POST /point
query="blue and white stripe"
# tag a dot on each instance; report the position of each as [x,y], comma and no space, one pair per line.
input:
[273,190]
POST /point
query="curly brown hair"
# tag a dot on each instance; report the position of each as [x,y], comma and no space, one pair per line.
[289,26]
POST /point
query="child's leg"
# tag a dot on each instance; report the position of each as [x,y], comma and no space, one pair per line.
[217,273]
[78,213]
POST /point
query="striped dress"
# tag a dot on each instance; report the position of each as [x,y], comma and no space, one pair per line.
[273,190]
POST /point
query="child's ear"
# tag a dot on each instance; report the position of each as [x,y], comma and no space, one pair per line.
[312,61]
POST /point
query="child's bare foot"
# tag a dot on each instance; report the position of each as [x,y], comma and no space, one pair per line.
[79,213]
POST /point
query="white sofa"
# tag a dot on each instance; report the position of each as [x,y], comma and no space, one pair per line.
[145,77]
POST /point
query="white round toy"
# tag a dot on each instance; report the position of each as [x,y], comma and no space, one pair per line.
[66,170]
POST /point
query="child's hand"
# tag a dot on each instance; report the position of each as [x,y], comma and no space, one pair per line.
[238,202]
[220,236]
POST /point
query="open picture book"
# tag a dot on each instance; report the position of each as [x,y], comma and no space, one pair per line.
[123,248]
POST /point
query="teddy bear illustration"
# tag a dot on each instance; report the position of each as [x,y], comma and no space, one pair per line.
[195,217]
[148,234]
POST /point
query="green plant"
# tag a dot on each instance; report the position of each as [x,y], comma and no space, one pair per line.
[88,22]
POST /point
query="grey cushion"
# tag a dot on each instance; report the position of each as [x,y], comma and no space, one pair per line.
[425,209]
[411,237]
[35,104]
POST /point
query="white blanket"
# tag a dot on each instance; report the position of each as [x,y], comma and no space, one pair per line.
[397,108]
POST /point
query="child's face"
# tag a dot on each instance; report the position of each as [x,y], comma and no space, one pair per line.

Work request: Reproduce the entries exactly as they appear.

Your solution:
POST /point
query="blue and white stripe"
# tag a dot on each instance; report the position of each as [x,y], comma and no space, one pair per line.
input:
[273,190]
POST /point
query="curly brown hair"
# tag a dot on each instance; report the position of each as [x,y], comma and no space, one pair per line.
[289,26]
POST /point
query="child's leg"
# tag a dot on each instance; report the position of each as [x,y], comma and no space, one pair per line.
[217,273]
[78,213]
POST /point
query="striped dress"
# tag a dot on each instance; report the position of each as [x,y], comma and no space, one pair per line.
[273,190]
POST /point
query="child's ear"
# tag a dot on each instance; report the position of each as [x,y], comma and no space, one pair per line.
[312,61]
POST /point
query="child's bare foot"
# tag a dot on each instance; report the position of each as [x,y], comma and no space, one pair per line.
[79,213]
POST /point
query="white sofa"
# tag a dot on each instance; report the position of each as [x,y], comma and no space, one pair per line.
[145,77]
POST /point
query="white round toy"
# tag a dot on each instance; report the position of each as [x,y], comma and no space, one pair per line.
[66,170]
POST /point
query="child's hand"
# tag a dot on each instance; report the position of each as [x,y], comma and no space, one pair per line.
[238,202]
[220,236]
POST /point
query="open picture book"
# tag a dot on each instance; report the position of each as [x,y], comma and no space, one pair per line.
[123,248]
POST /point
query="teddy bear illustration"
# tag a dot on each instance; report the position of each as [x,y], comma and no space, one pair per line.
[195,217]
[148,234]
POST /point
query="green plant"
# tag a dot on each instance; report the position of each as [x,y], comma and no space, one pair per line.
[88,22]
POST /point
query="grey cushion"
# tag a dot on each instance; report the position of each as [x,y], comma and no space, one pair per line.
[425,209]
[411,237]
[35,104]
POST /point
query="white blanket"
# tag a dot on each instance; report the position of each as [x,y], comma and no space, one pair per line.
[397,108]
POST /point
query="child's face"
# tag a dot on each instance; report the position of each as [x,y], comma and no space, one pair per line.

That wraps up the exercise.